Start of Exercise inputs

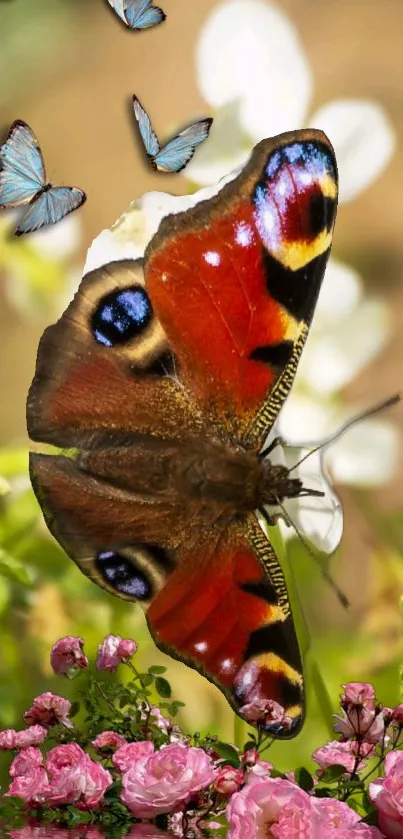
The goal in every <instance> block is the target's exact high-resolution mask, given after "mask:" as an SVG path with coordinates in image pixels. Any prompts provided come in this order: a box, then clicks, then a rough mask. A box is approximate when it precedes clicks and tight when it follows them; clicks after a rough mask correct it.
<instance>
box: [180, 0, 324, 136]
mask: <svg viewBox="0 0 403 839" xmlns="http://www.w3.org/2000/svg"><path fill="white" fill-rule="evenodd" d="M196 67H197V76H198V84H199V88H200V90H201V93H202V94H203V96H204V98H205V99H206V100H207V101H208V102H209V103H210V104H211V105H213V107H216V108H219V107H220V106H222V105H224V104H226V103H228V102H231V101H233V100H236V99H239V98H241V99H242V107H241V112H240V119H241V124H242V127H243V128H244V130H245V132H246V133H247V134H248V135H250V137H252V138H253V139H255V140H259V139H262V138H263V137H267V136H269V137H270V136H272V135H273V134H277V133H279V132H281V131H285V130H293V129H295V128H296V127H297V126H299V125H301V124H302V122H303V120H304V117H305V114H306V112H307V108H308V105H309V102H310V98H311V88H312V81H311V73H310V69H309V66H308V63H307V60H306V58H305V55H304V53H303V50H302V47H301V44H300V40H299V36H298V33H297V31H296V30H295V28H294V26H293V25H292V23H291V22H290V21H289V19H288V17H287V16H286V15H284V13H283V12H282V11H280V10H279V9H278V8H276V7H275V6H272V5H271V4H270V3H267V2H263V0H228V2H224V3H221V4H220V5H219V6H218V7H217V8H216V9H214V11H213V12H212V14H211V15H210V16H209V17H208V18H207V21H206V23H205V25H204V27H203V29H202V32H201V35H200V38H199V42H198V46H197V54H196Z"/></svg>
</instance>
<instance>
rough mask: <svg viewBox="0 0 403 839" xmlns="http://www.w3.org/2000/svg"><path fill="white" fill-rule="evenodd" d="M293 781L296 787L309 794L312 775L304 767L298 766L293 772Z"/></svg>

End of Exercise inputs
Start of Exercise inputs

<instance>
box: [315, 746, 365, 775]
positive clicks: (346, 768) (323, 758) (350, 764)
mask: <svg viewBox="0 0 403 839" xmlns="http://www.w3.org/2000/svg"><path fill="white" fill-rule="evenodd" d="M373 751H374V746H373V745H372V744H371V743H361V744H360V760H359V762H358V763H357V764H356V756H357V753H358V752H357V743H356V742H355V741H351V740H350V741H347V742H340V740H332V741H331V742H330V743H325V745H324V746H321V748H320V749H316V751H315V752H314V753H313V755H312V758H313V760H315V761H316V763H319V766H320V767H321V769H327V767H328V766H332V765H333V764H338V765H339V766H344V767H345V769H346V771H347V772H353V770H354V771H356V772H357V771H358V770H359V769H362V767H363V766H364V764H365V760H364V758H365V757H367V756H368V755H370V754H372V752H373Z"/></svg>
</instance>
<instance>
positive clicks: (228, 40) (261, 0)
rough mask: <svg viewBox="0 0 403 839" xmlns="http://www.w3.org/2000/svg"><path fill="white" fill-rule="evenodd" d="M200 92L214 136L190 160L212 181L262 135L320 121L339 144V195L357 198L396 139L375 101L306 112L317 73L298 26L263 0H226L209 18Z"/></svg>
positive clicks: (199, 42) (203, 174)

End of Exercise inputs

[Work order] I need each line of the entries that holds the string "rough" located and copied.

[Response]
The goal in every <instance> block is the target's exact high-resolution mask, given after "mask:" as an SVG path with coordinates in image pixels. Any prompts provided come in this order: a box, then clicks, then a rough mask. A box is approximate when it precedes clicks and tight when it follows them; clicks after a rough mask correct it.
rough mask: <svg viewBox="0 0 403 839" xmlns="http://www.w3.org/2000/svg"><path fill="white" fill-rule="evenodd" d="M293 781L296 787L309 794L312 775L304 767L298 766L293 772Z"/></svg>
rough mask: <svg viewBox="0 0 403 839" xmlns="http://www.w3.org/2000/svg"><path fill="white" fill-rule="evenodd" d="M200 92L214 136L190 160L212 181L262 135L320 121L339 144V195L357 198L396 139L375 101L306 112L317 73L298 26L263 0H226L209 18Z"/></svg>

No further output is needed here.